DOCUMENT EXCERPT ▸
[Samba] Samba v3.0.23a BROKE my network

Aaron Kincer kincera at gmail.com
Wed Jan 24 19:37:51 GMT 2007

No offense, but making any software update or change to a production 
system without first testing it in a test environment is an 
administrative issue, not a software issue.

It isn't terribly difficult to configure a test environment that would 
allow you to see if everything works as expected.

Chris Hall wrote:
> On Wed, 24 Jan 2007 you wrote
>> On Wed, Jan 24, 2007 at 03:59:30PM +0000, Chris Hall wrote:
>>>   * if a change is made that invalidates existing configurations
>>>     the documentation SHOULD SAY THAT, and it SHOULD SAY WHAT CHANGES
>> I know this will not relieve you frustration, but Jerry has
>> put a big paragraph in the file WHATSNEW.txt under the
>> heading
>> User and Group changes
>> ======================
>> We have it made very explicit that there are big changes
>> coming with this release.

WRITTEN INSTRUCTION ▸ Copy the passage of the Samba mailing-list post that starts at "No offense, but" and ends at "works as expected.".

MATERIAL PROVIDED ▸
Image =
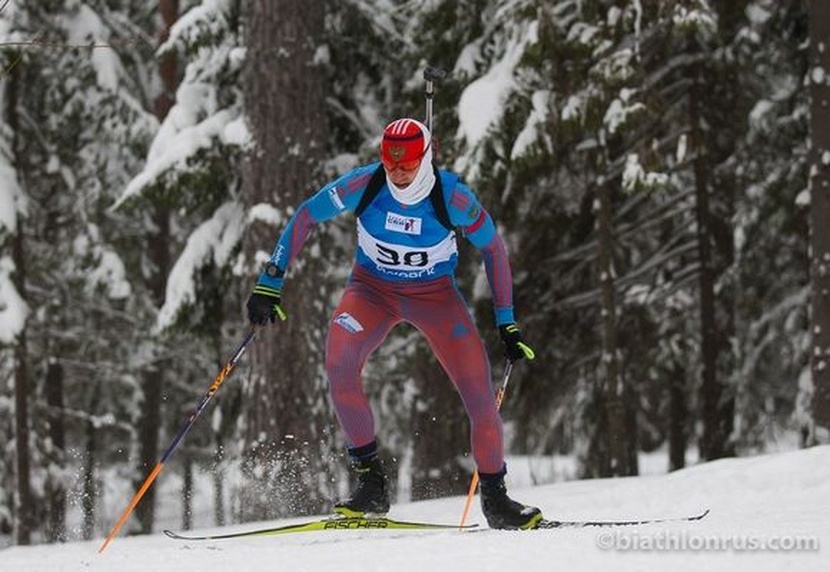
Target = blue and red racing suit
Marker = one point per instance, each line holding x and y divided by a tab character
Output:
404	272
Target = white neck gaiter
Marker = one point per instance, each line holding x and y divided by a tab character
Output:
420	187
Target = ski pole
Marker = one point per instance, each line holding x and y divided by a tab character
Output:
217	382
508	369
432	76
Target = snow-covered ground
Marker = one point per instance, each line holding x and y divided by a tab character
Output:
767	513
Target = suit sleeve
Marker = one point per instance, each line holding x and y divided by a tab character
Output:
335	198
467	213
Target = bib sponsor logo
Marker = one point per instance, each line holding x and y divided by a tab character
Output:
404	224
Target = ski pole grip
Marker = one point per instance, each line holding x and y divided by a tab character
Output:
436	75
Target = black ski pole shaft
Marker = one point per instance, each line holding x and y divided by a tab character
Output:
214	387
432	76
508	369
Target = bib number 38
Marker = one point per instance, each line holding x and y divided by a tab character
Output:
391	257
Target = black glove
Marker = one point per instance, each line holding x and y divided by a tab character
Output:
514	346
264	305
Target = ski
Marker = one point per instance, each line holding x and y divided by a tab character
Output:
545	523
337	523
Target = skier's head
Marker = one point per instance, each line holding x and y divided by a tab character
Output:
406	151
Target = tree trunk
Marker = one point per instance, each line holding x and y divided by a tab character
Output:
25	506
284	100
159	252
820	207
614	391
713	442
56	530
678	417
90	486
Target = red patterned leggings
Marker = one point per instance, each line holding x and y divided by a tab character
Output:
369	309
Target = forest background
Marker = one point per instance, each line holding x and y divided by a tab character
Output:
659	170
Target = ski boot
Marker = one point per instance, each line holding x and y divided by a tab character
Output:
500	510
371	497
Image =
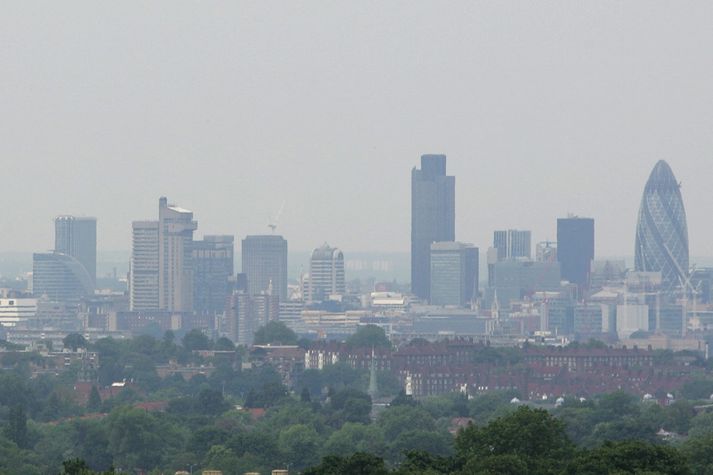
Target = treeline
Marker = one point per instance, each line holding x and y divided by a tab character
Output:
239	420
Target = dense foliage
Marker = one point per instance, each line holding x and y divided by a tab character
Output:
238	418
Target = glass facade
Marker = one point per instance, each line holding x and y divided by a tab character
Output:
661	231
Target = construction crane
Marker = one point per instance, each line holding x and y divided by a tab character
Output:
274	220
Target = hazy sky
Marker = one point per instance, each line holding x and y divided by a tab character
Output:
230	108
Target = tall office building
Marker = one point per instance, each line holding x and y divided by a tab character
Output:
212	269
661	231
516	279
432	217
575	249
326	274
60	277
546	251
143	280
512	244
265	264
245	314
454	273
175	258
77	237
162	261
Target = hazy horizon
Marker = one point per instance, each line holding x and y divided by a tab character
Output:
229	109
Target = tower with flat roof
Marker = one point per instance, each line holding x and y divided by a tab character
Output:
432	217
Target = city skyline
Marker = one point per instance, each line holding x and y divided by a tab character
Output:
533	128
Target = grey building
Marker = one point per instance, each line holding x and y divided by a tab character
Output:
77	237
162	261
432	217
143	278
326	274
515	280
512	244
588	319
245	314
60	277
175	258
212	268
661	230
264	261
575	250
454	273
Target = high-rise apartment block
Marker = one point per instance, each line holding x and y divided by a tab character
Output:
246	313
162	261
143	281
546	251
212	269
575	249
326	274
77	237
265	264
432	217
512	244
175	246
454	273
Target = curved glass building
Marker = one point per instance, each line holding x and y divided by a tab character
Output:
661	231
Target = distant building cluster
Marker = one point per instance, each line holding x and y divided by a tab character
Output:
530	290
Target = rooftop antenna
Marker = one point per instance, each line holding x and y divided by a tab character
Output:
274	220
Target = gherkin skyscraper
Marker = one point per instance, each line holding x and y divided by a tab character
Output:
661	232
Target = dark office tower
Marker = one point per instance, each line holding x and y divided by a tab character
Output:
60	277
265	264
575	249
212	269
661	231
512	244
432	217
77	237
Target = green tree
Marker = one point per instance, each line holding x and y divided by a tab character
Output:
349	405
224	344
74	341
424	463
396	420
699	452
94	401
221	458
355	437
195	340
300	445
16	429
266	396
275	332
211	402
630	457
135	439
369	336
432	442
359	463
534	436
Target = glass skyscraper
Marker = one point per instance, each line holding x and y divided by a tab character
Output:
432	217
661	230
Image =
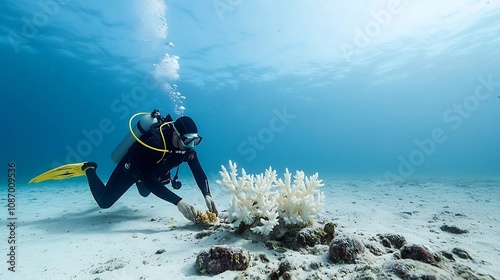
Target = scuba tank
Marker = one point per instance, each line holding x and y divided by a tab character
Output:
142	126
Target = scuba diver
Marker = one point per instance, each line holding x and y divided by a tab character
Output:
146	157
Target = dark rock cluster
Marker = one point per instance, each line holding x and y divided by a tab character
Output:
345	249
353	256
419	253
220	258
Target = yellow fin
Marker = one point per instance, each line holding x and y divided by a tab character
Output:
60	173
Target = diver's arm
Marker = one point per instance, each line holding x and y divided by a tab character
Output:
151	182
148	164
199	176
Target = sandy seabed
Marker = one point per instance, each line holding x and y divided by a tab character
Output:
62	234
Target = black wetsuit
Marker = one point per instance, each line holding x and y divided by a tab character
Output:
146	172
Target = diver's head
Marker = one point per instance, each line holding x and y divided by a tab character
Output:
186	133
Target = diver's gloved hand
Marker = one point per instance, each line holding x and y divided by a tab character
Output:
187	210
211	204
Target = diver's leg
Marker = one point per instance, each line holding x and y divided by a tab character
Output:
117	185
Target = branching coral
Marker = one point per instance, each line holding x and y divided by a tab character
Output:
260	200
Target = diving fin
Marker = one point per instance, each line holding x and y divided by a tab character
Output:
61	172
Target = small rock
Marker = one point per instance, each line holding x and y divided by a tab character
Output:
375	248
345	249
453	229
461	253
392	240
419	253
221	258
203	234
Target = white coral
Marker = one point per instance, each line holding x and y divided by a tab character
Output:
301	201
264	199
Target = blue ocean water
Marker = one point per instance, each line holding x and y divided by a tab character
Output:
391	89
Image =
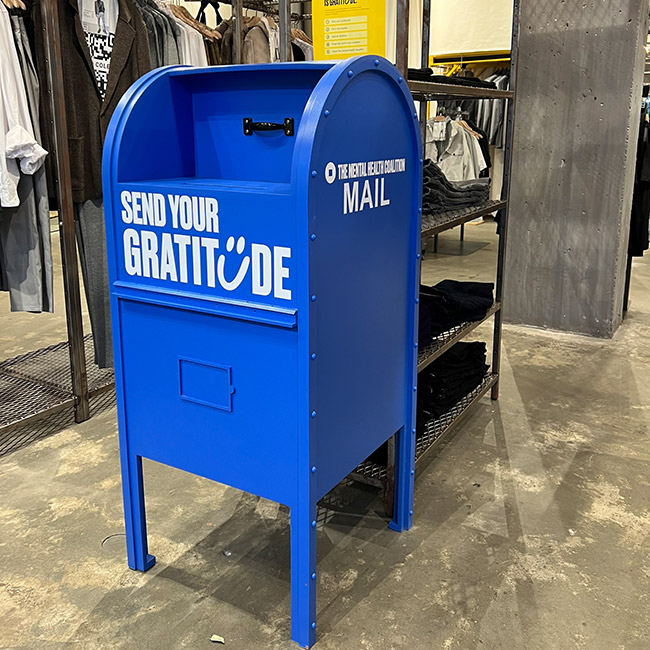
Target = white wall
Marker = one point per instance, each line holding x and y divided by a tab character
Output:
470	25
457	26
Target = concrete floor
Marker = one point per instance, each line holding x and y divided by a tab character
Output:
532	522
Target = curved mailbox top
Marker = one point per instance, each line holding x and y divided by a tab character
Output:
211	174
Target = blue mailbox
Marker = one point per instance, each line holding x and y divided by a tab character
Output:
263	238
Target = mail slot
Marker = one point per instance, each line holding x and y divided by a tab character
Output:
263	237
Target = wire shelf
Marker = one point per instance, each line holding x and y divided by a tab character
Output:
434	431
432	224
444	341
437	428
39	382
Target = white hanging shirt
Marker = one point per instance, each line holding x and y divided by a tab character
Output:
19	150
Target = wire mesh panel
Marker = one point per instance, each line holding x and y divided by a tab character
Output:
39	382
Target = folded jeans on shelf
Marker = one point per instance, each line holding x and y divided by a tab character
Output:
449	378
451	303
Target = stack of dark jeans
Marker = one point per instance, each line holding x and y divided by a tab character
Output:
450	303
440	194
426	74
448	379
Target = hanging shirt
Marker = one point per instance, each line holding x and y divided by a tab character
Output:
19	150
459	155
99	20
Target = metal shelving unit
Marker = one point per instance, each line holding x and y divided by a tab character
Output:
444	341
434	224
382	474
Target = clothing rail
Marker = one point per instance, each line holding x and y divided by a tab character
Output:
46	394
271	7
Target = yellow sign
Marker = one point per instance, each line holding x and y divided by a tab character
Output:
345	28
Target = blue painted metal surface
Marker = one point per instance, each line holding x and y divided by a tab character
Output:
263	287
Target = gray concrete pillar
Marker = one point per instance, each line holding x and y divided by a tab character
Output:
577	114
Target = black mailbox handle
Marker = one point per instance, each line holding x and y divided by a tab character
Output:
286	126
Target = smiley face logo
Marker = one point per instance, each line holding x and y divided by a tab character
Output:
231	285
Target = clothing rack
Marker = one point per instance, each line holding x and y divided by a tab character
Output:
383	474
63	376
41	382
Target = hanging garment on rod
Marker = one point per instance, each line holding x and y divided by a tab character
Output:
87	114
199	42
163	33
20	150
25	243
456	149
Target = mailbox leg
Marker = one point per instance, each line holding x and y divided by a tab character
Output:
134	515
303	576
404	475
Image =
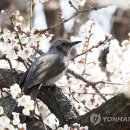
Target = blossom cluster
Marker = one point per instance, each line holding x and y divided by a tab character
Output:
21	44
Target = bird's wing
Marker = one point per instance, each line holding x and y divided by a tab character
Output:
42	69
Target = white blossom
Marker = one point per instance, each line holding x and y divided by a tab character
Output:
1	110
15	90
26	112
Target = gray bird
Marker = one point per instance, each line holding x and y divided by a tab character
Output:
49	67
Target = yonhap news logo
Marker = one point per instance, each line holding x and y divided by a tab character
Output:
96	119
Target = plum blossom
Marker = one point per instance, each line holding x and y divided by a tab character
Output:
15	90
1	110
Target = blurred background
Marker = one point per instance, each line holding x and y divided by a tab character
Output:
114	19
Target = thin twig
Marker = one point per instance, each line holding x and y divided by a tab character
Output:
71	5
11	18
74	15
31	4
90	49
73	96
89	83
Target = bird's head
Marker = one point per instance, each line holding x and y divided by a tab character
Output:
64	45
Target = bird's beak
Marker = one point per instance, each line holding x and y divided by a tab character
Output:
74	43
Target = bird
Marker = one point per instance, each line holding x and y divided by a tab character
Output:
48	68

THE ANSWER ▸
No offense, but making any software update or change to a production 
system without first testing it in a test environment is an 
administrative issue, not a software issue.

It isn't terribly difficult to configure a test environment that would 
allow you to see if everything works as expected.